■ Ejercicio propuesto
¿Puedes retomar la entrevista al profesor Manuel Fernández Rodríguez justo después de la última frase y seguir escribiéndola?

Cuca ALONSO

En ciertos aspectos, la sociedad en la que nos ha tocado vivir se parece a una topera; todos andamos a ciegas, apenas sin percibir los valores que nos rodean, o si acaso cotizando otros de menor cuantía que, desde el punto de vista de la excelencia humana, no significan nada. Si seguimos el rastro del dinero deslumbrados, ¿qué otra cosa vamos a ver? Así que cuando en este torpe deambular tropezamos con una persona de verdad, sabia e íntegra, hay que frotarse los ojos, agradecido.

De Manuel Fernández Rodríguez, este gran hombre, un día escuché unas palabras, dichas por otro gran hombre, en justa correspondencia. Interesante, me dije; vamos allá. Encuentro en una terraza, cordialidad y, de primera mano, un nítido sentido del humor, virtud imprescindible en una persona inteligente. Luego fui descubriendo, no sólo su estatura moral e intelectual, sino su sencillez, su nobleza, su facilidad para comunicarse. ¿Cómo se definiría a sí mismo?, le pregunté. «Soy profesor titular de Escuela Universitaria. Doy clases de Automática y de Diseño de Control de Procesos por Computadora».

-Así que un docente... Bien sofisticado, por cierto.

-Al inicio del curso a mis alumnos suelo decirles que «por cálculo estadístico, entre vosotros tiene que haber alguien más inteligente que yo, por tanto debo escucharos». Supone una gran alegría descubrir un talento creativo, comprobar que detrás de un joven hay mucho más de lo que parece. Entonces el trabajo resulta gratificante y fácil; nadie se pone a subir el Everest sin aprovechar cordadas anteriores.

■ Datos proporcionados
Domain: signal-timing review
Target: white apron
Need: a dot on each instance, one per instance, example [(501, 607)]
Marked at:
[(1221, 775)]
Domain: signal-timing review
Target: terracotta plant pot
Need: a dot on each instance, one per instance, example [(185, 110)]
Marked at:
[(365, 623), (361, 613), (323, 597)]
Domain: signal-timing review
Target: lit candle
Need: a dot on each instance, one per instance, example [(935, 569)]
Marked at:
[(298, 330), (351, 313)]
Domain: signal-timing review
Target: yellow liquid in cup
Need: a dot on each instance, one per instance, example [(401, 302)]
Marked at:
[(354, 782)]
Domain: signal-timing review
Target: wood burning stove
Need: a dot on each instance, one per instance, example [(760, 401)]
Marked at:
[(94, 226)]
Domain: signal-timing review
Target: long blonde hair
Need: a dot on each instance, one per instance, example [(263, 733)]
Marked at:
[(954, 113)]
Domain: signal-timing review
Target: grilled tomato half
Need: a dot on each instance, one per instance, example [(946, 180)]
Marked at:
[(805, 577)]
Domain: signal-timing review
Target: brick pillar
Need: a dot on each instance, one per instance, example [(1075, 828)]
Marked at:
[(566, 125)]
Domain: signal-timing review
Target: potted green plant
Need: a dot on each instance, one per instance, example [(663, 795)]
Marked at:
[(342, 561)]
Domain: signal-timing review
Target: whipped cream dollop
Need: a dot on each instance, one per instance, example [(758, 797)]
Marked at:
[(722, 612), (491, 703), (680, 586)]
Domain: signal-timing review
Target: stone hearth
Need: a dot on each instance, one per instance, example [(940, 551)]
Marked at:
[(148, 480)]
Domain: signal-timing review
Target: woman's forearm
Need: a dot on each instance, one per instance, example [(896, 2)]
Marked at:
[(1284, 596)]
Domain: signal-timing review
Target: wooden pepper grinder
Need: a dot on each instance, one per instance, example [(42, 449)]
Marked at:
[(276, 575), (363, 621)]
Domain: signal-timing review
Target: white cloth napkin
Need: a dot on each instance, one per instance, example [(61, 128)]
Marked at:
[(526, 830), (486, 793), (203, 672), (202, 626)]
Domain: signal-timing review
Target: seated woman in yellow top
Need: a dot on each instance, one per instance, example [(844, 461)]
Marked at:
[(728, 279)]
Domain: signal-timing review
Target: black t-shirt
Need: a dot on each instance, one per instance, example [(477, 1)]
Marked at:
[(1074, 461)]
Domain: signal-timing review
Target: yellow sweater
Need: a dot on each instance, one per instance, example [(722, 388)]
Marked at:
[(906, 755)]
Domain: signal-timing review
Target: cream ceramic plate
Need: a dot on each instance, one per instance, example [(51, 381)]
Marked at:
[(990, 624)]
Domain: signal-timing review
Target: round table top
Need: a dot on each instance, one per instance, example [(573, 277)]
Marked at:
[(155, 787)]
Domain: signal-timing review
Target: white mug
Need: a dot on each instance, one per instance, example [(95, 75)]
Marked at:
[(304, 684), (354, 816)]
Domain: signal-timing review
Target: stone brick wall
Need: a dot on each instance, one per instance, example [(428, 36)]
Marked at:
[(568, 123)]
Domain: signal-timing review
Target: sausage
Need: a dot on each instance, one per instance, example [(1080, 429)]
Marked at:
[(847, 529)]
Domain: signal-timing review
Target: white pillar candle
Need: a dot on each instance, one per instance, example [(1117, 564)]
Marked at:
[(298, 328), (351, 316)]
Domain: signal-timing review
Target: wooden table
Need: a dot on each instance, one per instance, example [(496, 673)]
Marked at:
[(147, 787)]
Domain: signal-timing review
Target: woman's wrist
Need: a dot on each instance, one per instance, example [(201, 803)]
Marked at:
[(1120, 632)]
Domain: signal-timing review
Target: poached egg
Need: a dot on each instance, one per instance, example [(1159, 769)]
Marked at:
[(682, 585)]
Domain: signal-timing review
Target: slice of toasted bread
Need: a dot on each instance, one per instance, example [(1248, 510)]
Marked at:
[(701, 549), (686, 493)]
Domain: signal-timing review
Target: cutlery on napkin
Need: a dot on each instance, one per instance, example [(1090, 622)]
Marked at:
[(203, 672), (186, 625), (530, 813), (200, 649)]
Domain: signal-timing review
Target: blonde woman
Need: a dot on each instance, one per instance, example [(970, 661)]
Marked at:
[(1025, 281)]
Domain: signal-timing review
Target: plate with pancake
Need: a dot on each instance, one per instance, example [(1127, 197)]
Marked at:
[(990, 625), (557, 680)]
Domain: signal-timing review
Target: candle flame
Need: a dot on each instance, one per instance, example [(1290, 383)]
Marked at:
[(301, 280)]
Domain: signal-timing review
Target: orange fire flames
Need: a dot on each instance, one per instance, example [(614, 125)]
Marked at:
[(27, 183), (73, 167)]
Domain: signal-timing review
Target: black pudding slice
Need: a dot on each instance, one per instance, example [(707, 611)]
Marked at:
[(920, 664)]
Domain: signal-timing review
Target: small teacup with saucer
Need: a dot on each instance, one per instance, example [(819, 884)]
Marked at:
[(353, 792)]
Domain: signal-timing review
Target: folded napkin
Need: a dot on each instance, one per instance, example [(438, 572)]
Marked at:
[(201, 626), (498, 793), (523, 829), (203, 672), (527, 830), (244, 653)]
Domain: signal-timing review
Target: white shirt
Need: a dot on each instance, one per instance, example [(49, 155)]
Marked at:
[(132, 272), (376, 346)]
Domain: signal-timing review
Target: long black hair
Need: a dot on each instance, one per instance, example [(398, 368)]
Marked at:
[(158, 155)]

■ La respuesta
Manuel Fernández Rodríguez nació en El Entrego, 1937... «Al lado del pozo Sotón, donde mi padre era maquinista minero; de él he aprendido a trabajar de verdad, con fuerza y empeño». Mayor de tres hermanos, la familia, en aquellos duros años que siguieron a la Guerra Civil se trasladó a Villablino. «En El Entrego los ánimos estaban demasiado tensos. Mis padres eran gente muy abierta, de izquierdas, pero sin militancia». Y aún recuerda el éxodo de aquella humilde familia. «Llevábamos hasta los colchones en un tren que nos dejó en León, donde cogimos otro para Ponferrada y posteriormente un tercero a Villablino».

-¿Hizo allí sus primeros estudios?

-No, porque vivíamos en Caboalles de Abajo, un pueblo próximo a Villablino, bajando por Lietariegos, donde asistí a la Escuela Nacional, con la suerte de encontrarme con estupendos maestros. La primera idea que tuve de Dios me llegó en Caboalles, al escuchar una blasfemia. Entones le pregunté a mi madre, qué era aquello de Dios. No recuerdo muy bien la respuesta, pero sé que recibí una clara percepción de la idiotez humana; si aquel hombre de la blasfemia no creía, ¿a qué la maldición? Por mi casa de Caboalles de Abajo pasaron personaje muy variopintos, desde Agripino, el famoso socialista, a don Aurelio García de la Valiente, el cura más santo. Es una pena que Asturias no le haya reconocido su gran conciencia social.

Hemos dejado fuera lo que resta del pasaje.